>> Start
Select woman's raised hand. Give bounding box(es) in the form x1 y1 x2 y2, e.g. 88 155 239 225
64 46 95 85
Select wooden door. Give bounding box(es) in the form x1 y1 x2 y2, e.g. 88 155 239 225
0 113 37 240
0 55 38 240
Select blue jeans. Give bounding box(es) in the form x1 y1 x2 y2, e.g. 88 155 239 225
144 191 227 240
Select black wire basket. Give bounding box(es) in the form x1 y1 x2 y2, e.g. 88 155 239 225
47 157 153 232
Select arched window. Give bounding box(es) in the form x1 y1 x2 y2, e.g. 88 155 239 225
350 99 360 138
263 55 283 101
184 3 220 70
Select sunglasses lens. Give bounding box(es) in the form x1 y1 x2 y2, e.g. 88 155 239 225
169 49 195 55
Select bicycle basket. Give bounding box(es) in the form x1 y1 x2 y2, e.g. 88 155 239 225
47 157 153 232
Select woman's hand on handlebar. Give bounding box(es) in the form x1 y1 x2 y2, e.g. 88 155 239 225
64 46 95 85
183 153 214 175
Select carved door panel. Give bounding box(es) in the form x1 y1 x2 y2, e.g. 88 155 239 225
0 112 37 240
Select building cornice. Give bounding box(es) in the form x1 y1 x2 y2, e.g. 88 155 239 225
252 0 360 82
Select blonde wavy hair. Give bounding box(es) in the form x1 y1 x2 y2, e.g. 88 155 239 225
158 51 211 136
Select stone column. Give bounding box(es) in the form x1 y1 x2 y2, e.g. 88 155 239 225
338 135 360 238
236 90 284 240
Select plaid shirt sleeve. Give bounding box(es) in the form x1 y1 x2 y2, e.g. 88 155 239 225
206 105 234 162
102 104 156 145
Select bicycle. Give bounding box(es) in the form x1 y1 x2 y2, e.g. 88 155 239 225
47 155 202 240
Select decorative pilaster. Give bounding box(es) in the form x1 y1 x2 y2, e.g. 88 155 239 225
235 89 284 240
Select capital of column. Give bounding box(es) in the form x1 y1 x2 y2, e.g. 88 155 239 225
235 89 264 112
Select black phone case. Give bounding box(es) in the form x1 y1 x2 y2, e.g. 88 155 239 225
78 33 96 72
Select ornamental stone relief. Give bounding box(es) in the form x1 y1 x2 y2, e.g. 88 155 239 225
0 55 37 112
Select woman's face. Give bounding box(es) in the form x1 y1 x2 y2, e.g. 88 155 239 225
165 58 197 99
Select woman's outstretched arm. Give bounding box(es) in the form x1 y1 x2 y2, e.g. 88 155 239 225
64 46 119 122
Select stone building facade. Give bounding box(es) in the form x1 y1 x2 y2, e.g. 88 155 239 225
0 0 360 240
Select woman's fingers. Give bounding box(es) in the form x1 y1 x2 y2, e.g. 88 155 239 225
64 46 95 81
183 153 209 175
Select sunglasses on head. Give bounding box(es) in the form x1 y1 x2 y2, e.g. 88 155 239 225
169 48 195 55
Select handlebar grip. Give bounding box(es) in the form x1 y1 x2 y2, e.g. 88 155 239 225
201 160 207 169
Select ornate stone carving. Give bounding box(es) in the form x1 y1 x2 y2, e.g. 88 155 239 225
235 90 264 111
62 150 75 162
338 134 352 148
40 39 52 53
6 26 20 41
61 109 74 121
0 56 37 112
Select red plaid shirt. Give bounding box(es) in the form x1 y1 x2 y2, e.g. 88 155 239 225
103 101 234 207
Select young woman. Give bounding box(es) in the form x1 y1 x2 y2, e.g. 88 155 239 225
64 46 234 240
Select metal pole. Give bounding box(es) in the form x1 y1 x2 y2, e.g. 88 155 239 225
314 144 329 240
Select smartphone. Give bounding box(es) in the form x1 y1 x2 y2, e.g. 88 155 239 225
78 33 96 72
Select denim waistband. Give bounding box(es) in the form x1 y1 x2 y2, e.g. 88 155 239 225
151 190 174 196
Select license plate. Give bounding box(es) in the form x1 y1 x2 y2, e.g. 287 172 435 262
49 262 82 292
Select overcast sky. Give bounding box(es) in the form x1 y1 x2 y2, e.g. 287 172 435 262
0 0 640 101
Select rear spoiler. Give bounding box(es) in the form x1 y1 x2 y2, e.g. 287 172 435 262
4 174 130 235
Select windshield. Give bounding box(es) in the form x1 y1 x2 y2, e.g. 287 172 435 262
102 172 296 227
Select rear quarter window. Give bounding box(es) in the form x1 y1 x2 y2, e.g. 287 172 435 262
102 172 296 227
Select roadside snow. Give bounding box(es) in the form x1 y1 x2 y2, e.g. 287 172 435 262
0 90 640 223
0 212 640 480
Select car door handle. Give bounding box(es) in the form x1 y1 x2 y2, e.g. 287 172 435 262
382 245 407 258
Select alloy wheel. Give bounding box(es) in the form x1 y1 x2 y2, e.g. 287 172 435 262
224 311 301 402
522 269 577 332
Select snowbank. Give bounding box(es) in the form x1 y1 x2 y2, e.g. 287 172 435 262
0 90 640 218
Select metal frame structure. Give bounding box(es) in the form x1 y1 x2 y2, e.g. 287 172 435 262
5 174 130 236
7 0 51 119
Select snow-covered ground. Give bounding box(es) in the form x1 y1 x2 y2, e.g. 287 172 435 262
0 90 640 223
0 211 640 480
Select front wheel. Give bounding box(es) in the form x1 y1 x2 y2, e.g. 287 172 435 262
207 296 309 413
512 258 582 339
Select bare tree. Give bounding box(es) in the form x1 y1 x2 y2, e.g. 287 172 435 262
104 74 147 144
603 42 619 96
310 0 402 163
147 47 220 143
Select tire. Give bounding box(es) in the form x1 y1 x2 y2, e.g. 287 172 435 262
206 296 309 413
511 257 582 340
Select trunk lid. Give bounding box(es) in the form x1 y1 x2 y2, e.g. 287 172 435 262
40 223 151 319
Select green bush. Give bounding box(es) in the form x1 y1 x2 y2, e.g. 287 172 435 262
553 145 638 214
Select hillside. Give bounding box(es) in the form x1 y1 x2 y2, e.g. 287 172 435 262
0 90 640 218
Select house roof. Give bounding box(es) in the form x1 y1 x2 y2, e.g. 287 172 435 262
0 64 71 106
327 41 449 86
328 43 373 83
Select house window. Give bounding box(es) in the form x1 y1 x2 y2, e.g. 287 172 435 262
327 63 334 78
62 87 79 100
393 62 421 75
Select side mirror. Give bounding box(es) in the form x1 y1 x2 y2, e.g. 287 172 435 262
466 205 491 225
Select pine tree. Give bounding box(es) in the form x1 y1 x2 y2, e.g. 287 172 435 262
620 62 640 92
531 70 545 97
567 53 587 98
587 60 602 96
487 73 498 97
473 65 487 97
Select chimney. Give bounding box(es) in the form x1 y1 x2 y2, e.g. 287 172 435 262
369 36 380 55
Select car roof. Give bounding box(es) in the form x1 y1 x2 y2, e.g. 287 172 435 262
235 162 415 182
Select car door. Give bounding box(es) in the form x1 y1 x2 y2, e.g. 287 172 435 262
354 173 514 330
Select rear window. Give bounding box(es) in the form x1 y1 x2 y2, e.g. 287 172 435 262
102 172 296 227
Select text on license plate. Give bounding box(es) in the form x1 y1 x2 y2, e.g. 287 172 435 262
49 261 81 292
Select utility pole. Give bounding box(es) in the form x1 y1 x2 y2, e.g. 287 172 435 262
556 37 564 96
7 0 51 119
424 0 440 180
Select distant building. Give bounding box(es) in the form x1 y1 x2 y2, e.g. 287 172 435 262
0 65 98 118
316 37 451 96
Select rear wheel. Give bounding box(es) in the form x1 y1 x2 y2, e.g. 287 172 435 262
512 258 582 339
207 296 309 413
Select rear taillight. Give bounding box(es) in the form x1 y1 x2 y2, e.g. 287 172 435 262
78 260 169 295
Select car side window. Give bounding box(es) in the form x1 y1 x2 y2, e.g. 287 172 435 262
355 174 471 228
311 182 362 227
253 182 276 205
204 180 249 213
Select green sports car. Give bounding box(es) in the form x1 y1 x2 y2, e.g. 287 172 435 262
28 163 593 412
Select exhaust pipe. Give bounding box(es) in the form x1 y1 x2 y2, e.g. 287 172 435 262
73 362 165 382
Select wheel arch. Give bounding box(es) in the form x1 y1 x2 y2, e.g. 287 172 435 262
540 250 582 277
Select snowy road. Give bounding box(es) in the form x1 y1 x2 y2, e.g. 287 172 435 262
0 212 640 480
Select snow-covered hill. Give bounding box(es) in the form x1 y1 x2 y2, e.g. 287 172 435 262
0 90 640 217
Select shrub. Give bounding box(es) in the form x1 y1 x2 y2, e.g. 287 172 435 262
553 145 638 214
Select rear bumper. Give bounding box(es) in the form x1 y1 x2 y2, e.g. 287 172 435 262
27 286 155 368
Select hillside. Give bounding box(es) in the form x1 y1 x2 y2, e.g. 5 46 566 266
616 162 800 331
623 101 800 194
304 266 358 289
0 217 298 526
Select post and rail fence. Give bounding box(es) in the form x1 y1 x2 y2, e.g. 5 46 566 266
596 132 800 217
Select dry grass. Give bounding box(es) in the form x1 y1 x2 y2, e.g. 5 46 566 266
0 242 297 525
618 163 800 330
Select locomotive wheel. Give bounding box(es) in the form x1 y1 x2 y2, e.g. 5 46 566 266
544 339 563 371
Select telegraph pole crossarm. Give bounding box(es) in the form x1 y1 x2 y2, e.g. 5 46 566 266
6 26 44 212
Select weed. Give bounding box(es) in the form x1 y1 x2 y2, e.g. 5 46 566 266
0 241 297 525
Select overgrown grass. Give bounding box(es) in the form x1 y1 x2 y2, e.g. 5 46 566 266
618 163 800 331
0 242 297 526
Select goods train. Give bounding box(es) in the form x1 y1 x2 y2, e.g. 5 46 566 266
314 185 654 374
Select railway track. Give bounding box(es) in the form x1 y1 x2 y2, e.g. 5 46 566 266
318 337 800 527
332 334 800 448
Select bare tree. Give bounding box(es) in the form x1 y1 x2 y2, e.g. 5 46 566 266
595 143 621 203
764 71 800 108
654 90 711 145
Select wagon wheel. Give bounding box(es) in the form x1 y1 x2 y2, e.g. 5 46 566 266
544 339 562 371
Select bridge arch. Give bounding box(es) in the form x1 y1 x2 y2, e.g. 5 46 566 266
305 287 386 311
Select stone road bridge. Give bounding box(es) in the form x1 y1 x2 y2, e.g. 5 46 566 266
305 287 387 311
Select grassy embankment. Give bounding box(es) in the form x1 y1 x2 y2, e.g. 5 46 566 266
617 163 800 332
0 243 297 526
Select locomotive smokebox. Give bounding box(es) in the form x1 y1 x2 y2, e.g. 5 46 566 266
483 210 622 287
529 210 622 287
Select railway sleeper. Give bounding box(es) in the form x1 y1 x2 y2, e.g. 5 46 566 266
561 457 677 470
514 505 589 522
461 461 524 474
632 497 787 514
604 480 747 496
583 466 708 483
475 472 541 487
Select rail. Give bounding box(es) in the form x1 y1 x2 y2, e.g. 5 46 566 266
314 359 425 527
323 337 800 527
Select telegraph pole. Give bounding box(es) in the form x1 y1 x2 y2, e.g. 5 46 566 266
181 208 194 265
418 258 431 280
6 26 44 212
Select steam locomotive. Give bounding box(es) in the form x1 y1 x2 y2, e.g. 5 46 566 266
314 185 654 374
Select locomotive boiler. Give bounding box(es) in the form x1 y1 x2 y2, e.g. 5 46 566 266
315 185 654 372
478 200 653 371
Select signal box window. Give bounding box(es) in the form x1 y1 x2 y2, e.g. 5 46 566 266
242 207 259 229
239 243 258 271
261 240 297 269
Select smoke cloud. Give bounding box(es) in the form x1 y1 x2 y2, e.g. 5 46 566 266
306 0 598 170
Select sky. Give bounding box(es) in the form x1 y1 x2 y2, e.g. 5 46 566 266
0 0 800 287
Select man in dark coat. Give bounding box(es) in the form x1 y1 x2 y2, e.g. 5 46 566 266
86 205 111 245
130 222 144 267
>> End
-- Exercise --
Rewrite the entries starting at the line containing "Select sunglasses lens." and ending at the line containing "236 90 284 240", putting "stone pillar" in place of "stone column" and leaving everything else as it is.

-- Solved problem --
Select sunglasses lens. Give bounding box(es) in the form x1 y1 x2 y2, e.g. 88 155 239 225
169 49 195 55
Select bicycle basket. Give bounding box(es) in the form x1 y1 x2 y2, e.g. 88 155 239 225
47 157 153 232
Select woman's hand on handlebar. Give bounding box(es) in the form x1 y1 x2 y2, e.g. 88 155 239 225
64 46 95 85
183 153 214 175
Select carved door panel. Give bounding box(es) in the form x1 y1 x2 y2, e.g. 88 155 239 225
0 112 37 240
Select building cornice. Give bounding box(es) in the form x1 y1 x2 y2, e.g. 88 155 239 225
252 0 360 82
Select blonde wavy hair. Give bounding box(es) in the form x1 y1 x2 y2, e.g. 88 155 239 225
158 51 211 136
Select stone pillar. Give bounding box(es) in the form x1 y1 x2 y2, e.g. 88 155 239 225
338 135 360 238
236 90 284 240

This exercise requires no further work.